Data supplied
- - - -

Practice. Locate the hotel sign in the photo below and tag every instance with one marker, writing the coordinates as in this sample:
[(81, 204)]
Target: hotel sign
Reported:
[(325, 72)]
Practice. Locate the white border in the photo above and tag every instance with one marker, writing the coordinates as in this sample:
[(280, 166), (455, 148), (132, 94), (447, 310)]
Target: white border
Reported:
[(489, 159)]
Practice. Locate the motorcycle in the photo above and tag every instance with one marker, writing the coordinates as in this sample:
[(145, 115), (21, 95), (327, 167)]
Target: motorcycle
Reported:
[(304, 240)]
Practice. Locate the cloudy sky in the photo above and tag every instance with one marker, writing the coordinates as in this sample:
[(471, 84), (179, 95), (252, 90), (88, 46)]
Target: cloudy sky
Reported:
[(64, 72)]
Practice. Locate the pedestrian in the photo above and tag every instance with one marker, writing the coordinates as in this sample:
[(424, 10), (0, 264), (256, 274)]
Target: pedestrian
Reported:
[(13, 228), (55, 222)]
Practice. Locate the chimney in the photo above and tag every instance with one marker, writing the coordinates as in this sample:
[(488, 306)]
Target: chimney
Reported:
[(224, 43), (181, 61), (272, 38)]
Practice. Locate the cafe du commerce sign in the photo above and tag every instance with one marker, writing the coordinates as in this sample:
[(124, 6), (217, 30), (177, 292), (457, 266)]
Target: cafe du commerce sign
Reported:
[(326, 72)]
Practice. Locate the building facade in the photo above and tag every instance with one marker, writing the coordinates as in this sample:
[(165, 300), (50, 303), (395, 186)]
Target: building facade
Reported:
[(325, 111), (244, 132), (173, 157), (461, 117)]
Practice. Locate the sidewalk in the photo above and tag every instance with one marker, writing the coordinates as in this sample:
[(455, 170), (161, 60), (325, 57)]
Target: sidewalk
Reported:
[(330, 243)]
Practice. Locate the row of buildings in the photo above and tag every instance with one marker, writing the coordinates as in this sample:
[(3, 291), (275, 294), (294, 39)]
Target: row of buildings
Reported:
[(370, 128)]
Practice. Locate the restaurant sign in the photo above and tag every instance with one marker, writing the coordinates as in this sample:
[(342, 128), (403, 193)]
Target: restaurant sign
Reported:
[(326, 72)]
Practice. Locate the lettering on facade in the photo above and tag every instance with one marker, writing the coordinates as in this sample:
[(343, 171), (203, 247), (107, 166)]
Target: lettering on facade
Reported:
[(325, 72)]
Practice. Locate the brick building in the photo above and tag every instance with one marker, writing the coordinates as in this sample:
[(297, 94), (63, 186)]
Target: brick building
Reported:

- - - -

What to do
Quote all of the material above word for word, from its first line through its last.

Task response
Practice. Locate the hotel sign in the photo below and tag every instance with one marker, writing the coordinates as in this sample:
[(81, 204)]
Target: hotel sign
Reported:
[(325, 72)]
Practice. Locate the white border in the photo above and tag every instance with one marker, writing the coordinates as in this sample:
[(280, 166), (455, 148), (132, 94), (447, 310)]
Target: white border
Reported:
[(489, 159)]
Practice. Locate the motorcycle in the photo above and tag every instance with one marker, writing the coordinates as in this sample:
[(145, 115), (21, 95), (327, 167)]
Target: motorcycle
Reported:
[(304, 240)]
Practice. Locate the cloudy sky in the photo above and tag every instance with one marker, writing the coordinates as in this sample:
[(471, 84), (179, 95), (252, 90), (88, 46)]
Target: cloudy sky
Reported:
[(64, 72)]
Practice. Locate the pedestrian in the photo above and tag every instance with one marker, writing the coordinates as in this sample:
[(424, 10), (0, 264), (256, 274)]
Target: pedestrian
Reported:
[(13, 228), (55, 222)]
Practice. Locate the chimney in the photo above and tag every instance with one marker, writing the coordinates as in this sample:
[(488, 306)]
Target: chimney
Reported:
[(224, 43), (181, 61), (272, 38)]
Practice. Locate the cafe du commerce sign in the photo above and tag every instance with one marker, writing the coordinates as in this sample:
[(124, 6), (217, 30), (177, 292), (457, 266)]
Target: cafe du commerce sign
Reported:
[(326, 72)]
Practice. Locate the building facade in the photo above and tag every instance with one marker, writing the coordinates as in this sample:
[(165, 300), (50, 303), (395, 186)]
Target: building facade
Reported:
[(325, 111), (244, 132), (173, 157), (461, 117)]
Practice. Locate the sidewalk in the photo above and tag every instance with one marker, writing the coordinates as in this sample:
[(455, 170), (161, 60), (325, 57)]
Target: sidewalk
Reported:
[(330, 243)]
Practice. Locate the row of buildings in the photo above and tag every instance with one marker, writing the coordinates as in this sample:
[(3, 291), (275, 294), (294, 39)]
Target: row of buildings
Reported:
[(370, 128)]
Practice. Locate the restaurant sign in the photo above and tag every instance with one marker, writing the coordinates as in this sample:
[(342, 128), (403, 193)]
Target: restaurant sign
Reported:
[(326, 72)]
Practice. Locate the lettering on facade in the photo above and tag every instance with one marker, writing the coordinates as in this sample:
[(343, 171), (203, 247), (107, 166)]
Target: lettering on facade
Reported:
[(325, 72)]
Practice. Locate the brick building in the photo above and tag every instance with one marker, writing the coordinates as in this sample:
[(297, 94), (63, 186)]
Target: brick building
Reported:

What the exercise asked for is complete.